» **Your instructions**:
Repeat the listing exactly as given, omitting every image.

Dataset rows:
※

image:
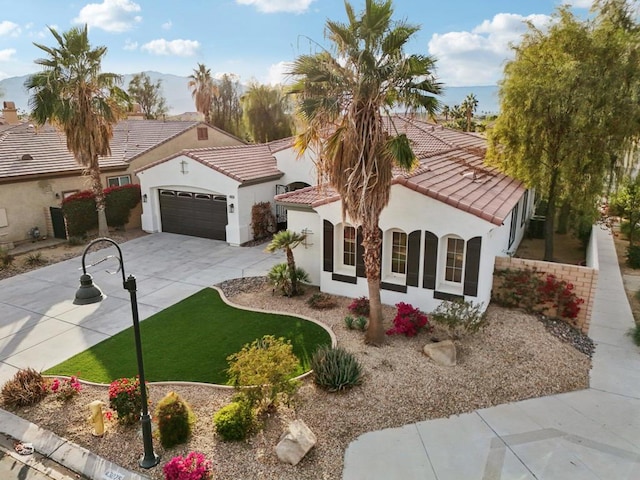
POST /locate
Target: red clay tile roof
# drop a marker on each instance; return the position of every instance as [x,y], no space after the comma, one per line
[451,170]
[49,155]
[246,164]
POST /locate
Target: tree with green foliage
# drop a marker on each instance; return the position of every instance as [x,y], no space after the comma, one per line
[74,94]
[202,90]
[343,98]
[560,122]
[148,95]
[226,112]
[265,111]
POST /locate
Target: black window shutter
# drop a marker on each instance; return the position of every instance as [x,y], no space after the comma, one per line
[327,244]
[360,272]
[413,258]
[430,260]
[472,267]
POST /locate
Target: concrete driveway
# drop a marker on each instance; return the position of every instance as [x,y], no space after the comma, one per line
[40,326]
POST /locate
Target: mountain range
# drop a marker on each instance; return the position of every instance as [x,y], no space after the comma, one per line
[179,100]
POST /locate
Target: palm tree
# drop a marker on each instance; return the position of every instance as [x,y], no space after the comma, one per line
[202,90]
[469,106]
[343,99]
[73,94]
[287,240]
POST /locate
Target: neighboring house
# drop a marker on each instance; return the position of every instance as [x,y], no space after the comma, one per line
[210,192]
[446,222]
[37,171]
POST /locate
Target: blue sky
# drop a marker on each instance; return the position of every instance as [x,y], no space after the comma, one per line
[255,39]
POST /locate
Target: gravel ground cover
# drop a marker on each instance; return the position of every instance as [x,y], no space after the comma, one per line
[515,357]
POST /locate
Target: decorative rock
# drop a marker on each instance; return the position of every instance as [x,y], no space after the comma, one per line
[443,353]
[295,442]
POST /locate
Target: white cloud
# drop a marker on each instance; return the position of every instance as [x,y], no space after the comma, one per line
[9,28]
[272,6]
[477,57]
[130,45]
[178,48]
[7,54]
[110,15]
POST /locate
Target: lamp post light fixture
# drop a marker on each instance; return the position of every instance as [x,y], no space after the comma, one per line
[90,293]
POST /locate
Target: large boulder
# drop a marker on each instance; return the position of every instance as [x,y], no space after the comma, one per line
[295,442]
[443,353]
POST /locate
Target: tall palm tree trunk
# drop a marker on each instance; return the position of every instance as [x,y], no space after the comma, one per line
[371,242]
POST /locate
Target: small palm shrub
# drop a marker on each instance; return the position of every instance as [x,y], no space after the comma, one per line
[359,306]
[27,387]
[335,369]
[459,317]
[235,421]
[265,369]
[194,466]
[175,419]
[321,301]
[126,400]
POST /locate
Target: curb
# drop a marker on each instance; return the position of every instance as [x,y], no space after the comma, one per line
[62,451]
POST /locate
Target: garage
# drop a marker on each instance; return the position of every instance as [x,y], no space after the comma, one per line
[196,214]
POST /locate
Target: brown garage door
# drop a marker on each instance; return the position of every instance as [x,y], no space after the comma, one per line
[196,214]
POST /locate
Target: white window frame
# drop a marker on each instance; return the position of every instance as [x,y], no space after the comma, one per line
[445,285]
[388,275]
[340,267]
[118,180]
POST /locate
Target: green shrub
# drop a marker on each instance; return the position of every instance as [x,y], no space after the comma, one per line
[119,201]
[265,369]
[27,387]
[235,421]
[459,317]
[321,301]
[126,400]
[335,369]
[280,278]
[633,256]
[175,419]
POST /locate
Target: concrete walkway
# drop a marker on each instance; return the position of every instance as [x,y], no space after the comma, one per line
[585,435]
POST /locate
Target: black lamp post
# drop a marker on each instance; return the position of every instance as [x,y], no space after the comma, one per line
[90,293]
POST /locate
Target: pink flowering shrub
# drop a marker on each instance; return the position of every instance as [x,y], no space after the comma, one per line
[66,388]
[194,466]
[125,399]
[408,320]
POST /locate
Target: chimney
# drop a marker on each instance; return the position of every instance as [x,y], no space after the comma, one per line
[135,113]
[10,113]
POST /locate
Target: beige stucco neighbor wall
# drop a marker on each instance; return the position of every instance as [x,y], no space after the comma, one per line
[584,280]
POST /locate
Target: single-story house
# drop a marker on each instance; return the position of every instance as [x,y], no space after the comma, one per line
[37,171]
[445,223]
[210,192]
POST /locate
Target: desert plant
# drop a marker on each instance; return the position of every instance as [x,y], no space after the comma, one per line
[408,320]
[459,317]
[280,277]
[265,370]
[194,466]
[335,369]
[321,301]
[65,389]
[35,259]
[175,419]
[235,421]
[27,387]
[126,400]
[359,306]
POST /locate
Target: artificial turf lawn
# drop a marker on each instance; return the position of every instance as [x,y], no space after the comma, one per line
[190,341]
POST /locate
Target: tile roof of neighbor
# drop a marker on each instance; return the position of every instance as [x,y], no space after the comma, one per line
[451,170]
[27,151]
[246,164]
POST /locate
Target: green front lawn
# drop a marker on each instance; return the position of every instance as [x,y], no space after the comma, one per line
[190,341]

※

» **Solved problem**:
image:
POST /locate
Target: red clay tile roof
# drop a marker on each instance; return the position of every instance as [x,y], no space after the comma, one per line
[451,170]
[49,155]
[246,164]
POST /locate
Target: tree with green foliage
# drop a marker on each instance; return the position of every instance as [x,y], no space after the comma, one per line
[74,94]
[202,90]
[343,98]
[560,122]
[148,95]
[226,112]
[265,111]
POST /locate
Target: black window shutter
# drop a marker on each instance; return the position of every instance as [x,y], no space after the comma, one per line
[327,244]
[360,272]
[413,258]
[430,260]
[472,267]
POST /locate
Target: concrete driveway
# drop a marker on each instance; return the position of every instance as [x,y], no space after the comma, one per line
[40,326]
POST /locate
Target: mountain range
# drop a marker on each instance; return the position of every instance as [x,y], no space after the comma, one per line
[179,100]
POST /locate
Target: palm tree
# drop a marker on each instance; return the position of every instance as [x,y], no space after the comma, one per line
[202,90]
[469,106]
[343,99]
[73,94]
[287,240]
POST /locate
Target: neighboring house
# drop a marker on each instance; return the position of every instance as [x,y], no space after the comma, one per line
[210,192]
[446,222]
[37,171]
POST /locate
Target: blue sky
# drop a marker on each instance; return the position of every instance as [x,y], no space after the comma, one per line
[255,39]
POST /locate
Target: gravel ground cover
# drop a marker on each instance; return the position of every instance as [x,y], no space after the comma, one per line
[515,357]
POST /locate
Target: decorative rock
# drop a marker on each instance; return the position of every instance as [x,y], no space after the comma, one per line
[443,353]
[295,442]
POST /locate
Target: white cloud
# drop a marker on each instance; return the position of every instance as [x,y], no space after the comma, one per line
[9,28]
[272,6]
[477,57]
[130,45]
[178,48]
[7,54]
[110,15]
POST /locate
Target: lamp post light fixture
# drop a marker on each instance; return the position of every instance as [x,y], no space after the comma, one per line
[90,293]
POST /locate
Target: large boulder
# drop a marker on each instance; return the position of every instance as [x,y], no space after the comma, one per line
[295,442]
[443,353]
POST /locate
Target: tall palm tree trunk
# drop a marker on each instance; return the position of every instance as [x,y], no space after the comma, one per line
[371,242]
POST /locate
Target: small palm shrub
# drop a marker on each instance; return the position of every instance as [x,y], no space after the comma, one per line
[359,306]
[27,387]
[335,369]
[459,317]
[235,421]
[265,369]
[194,466]
[175,419]
[321,301]
[126,400]
POST /locate
Target: curb
# drop a marker on each instance; return the position of every instance as [x,y], no space after the comma, one per line
[62,451]
POST /locate
Target: garage
# drop a marker on each instance; return the position of every instance as [x,y], no space after the comma, one per line
[196,214]
POST /locate
Target: brown garage door
# drop a marker on each instance; return the position of every instance as [x,y], no space after the comma, one per line
[196,214]
POST /locate
Target: white window frame
# drop a marker on each instance; return the position of every instance as [x,y], no space after the comma, one per line
[445,285]
[388,275]
[340,267]
[118,180]
POST /locate
Target: green shrub
# drop a marker on each instance; return the position of every instance as [x,y], no space after the comma, one per line
[119,201]
[265,369]
[27,387]
[235,421]
[459,317]
[321,301]
[126,400]
[335,369]
[280,278]
[633,256]
[175,419]
POST /locate
Target: concrete walkway
# drop a marker on each instance; return the position of every instance as [x,y], no space after the comma, one per line
[585,435]
POST /locate
Target: black lamp post
# drop a marker on each instance; return the position of every instance as [x,y], no space after the comma, one per line
[90,293]
POST /locate
Target: pink flowering shrub
# drop a marker on each instance; return the position of every instance as [x,y], no space after the comma, one per line
[66,388]
[194,466]
[125,399]
[408,320]
POST /locate
Target: chimney
# drop a marker on each instance; return the position of every instance as [x,y], no space after the comma, one per line
[135,113]
[10,113]
POST /locate
Target: beige stucco neighbor wall
# drop a marker on each instance; return the position of every instance as [x,y], no space after the comma, one per line
[584,280]
POST /locate
Target: single-story house
# drop a marker on each instance; return the position of every instance as [x,y], no space after the comma, one per line
[37,171]
[445,223]
[210,192]
POST /locate
Target: desert plant
# drop a marker on each instance; return the position of every instance as [x,y], no space after the comma, one per line
[408,320]
[459,317]
[280,277]
[265,370]
[194,466]
[335,369]
[321,301]
[65,389]
[35,259]
[175,419]
[235,421]
[27,387]
[126,400]
[359,306]
POST /locate
Target: artificial turf lawn
# drop a marker on each instance; return the position of every instance as [x,y], no space after the comma, one per line
[190,341]
POST /locate
Target: tile roof of neighbor
# drop a marker on each instance; return the position of every instance as [x,y], no space after the comma, one per line
[451,170]
[27,151]
[246,164]
POST /locate
Target: green front lawn
# drop a marker on each instance; return the position of every instance as [x,y], no space after the comma, one per line
[190,341]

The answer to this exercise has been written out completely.